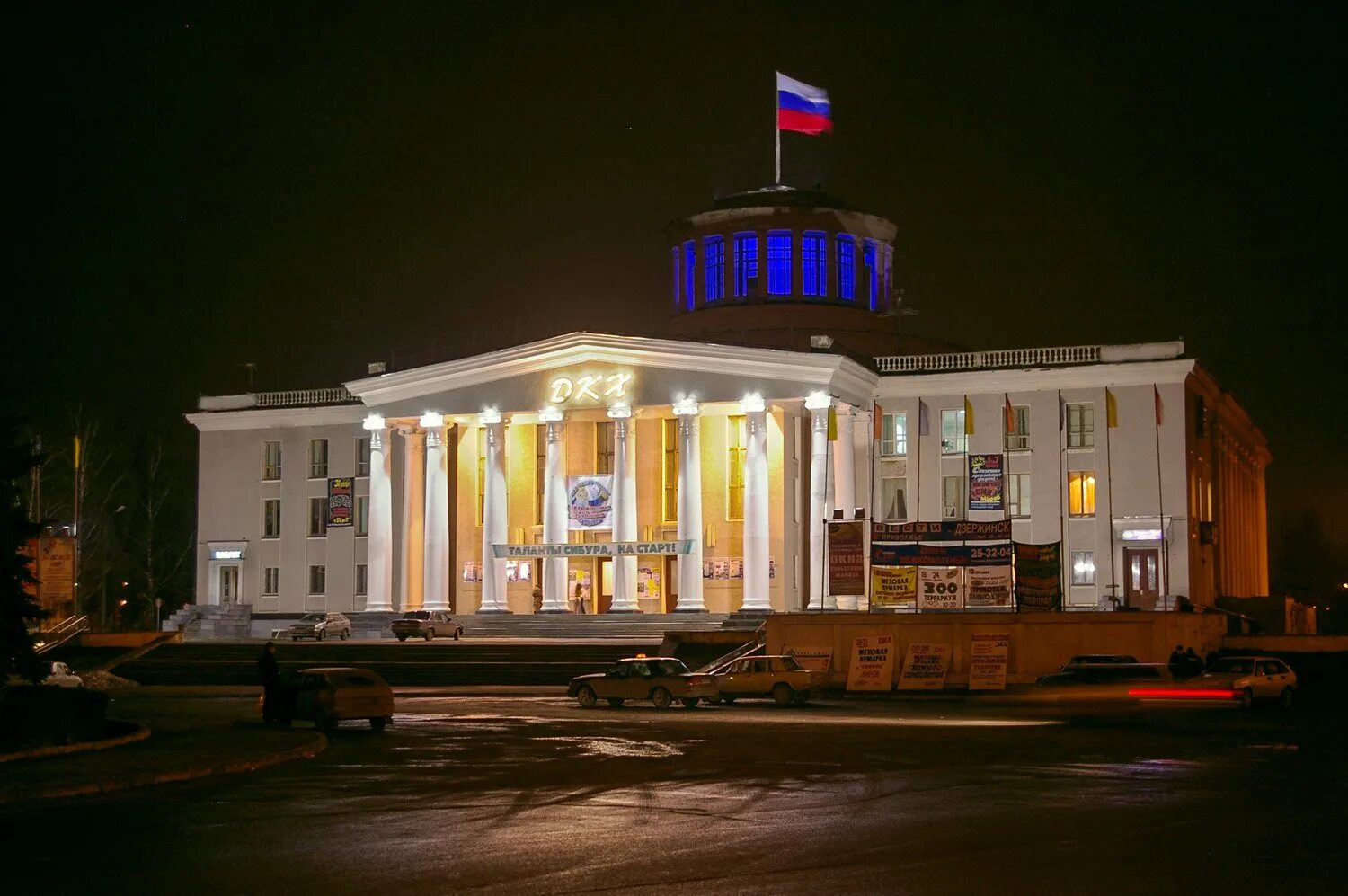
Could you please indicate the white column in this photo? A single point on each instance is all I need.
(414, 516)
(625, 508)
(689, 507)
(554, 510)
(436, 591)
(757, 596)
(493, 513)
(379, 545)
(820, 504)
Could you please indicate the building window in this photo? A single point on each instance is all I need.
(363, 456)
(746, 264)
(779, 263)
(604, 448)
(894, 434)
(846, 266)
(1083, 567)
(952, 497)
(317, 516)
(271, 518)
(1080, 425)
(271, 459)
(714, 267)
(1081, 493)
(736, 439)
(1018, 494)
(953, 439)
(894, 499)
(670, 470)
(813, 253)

**Aim of the task:**
Starting at the line that contains "Could you please indicate the building", output every remaining line of the data exactly, and stop after the last one.

**Exercise output:**
Could you please indicate the building window in this photo? A single point on each instance is all I need.
(363, 456)
(746, 264)
(779, 263)
(604, 448)
(894, 434)
(846, 266)
(1083, 567)
(952, 497)
(317, 516)
(271, 518)
(1080, 425)
(271, 459)
(714, 267)
(1081, 493)
(736, 439)
(1018, 494)
(953, 439)
(894, 499)
(670, 470)
(813, 253)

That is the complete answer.